In pieno stile alla Marchionne, in totale spirito svizzero, si svolge tutto sotto traccia.
 
Interdetto l'ingresso ai giornalisti nell'Universitatsspital, si svolgono scene di questo tipo: chi riesce a intrufolarsi nei corridoi, e punta a raggiungere il reparto di terapia intensiva, viene raggiunto dagli addetti alla sicurezza e capita che gli vengano mostrate, sul telefonino degli inseguitori, le proprie foto. Corredate dal seguente discorso, cordiale ma ferreo: «Lei è un giornalista, si accomodi immediatamente fuori, sennò chiamiamo la polizia». Alla blindatura informativa fa da contraltare, fuori dall'ospedale, la circolazione di voci, di fake, di supposizioni che rimbalzano dal web all'ingresso dell'edificio in cui è ricoverato il manager. La possibile esistenza di un tumore, parola che nell'ufficialità resta tabù, ma per le altre è lo stesso, è stata lanciata nel circuito mediatico dall'avvocato storico degli Agnelli, Franzo Grande Stevens, secondo cui Marchionne sarebbe stato «tradito dalle sigarette», e non si fa che parlare di questo. Anche se vale quel che vale. Non c'è la nebbia, perché è estate anche qui in Svizzera, ma è come si ci fosse intorno al grande paziente. Quel che è certo è che in questa situazione pirandelliana - in cui una persona che non doveva esserci più invece continua ad esserci ma presto, anche se si spera mai, potrebbe non esserci più - un solo punto fermo esiste. Ed è la presenza fissa, al capezzale del suo amore, di Manuela, la compagna di Marchionne. C'è ma non si vede neanche lei, come non si vede il resto.

[Dati di puntamento delle regioni]

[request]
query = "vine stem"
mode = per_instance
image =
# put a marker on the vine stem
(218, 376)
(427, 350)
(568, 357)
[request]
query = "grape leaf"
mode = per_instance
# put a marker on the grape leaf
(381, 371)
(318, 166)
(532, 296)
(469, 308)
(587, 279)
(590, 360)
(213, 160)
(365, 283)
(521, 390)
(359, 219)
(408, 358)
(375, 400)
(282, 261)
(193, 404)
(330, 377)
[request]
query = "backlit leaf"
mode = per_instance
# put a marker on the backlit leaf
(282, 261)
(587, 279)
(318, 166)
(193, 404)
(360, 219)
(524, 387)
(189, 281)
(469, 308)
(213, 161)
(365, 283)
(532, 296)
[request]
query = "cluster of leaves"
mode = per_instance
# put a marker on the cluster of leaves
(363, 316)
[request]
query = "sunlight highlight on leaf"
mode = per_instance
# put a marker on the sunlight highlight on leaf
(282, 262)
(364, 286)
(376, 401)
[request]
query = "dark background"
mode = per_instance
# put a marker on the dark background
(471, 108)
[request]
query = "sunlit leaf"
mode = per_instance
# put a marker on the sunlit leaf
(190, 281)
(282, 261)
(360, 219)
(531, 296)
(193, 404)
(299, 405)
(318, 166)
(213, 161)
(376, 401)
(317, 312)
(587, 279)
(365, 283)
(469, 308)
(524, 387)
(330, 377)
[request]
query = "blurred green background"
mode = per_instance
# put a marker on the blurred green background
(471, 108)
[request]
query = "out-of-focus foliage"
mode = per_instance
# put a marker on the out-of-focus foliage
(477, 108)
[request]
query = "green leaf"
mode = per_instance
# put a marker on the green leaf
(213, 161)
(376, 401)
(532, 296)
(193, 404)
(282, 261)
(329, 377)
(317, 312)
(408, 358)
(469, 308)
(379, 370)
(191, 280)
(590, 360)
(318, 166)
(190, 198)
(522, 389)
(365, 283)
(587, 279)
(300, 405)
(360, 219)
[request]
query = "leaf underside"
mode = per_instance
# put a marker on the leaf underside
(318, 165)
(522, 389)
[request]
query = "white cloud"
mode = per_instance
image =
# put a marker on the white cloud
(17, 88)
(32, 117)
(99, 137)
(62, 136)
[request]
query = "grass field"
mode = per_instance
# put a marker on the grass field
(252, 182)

- ATTIVITÀ DA SVOLGERE
**1)** Rispondi alle domande seguenti in base all'estratto.
(a) In quale ospedale è interdetto l'ingresso ai giornalisti?
(b) Secondo Franzo Grande Stevens, da che cosa sarebbe stato tradito Marchionne?
(c) Chi è presente fisso al capezzale di Marchionne?
**2)** Stabilisci se ciascuna affermazione concorda con l'estratto. Rispondi sì o no e cita le parole decisive del testo.
(a) Ai giornalisti sorpresi nei corridoi può capitare che gli addetti alla sicurezza mostrino le loro foto su un telefonino.
(b) Intorno all'ospedale c'è la nebbia.
(c) La parola "tumore" viene usata nelle comunicazioni ufficiali.

- PROBLEMI RISOLTI
**1)**
(a) Nell'Universitatsspital.
(b) Dalle sigarette.
(c) Manuela, la compagna di Marchionne.

**2)**
(a) Sì: «capita che gli vengano mostrate, sul telefonino degli inseguitori, le proprie foto».
(b) No: «Non c'è la nebbia, perché è estate anche qui in Svizzera».
(c) No: «parola che nell'ufficialità resta tabù».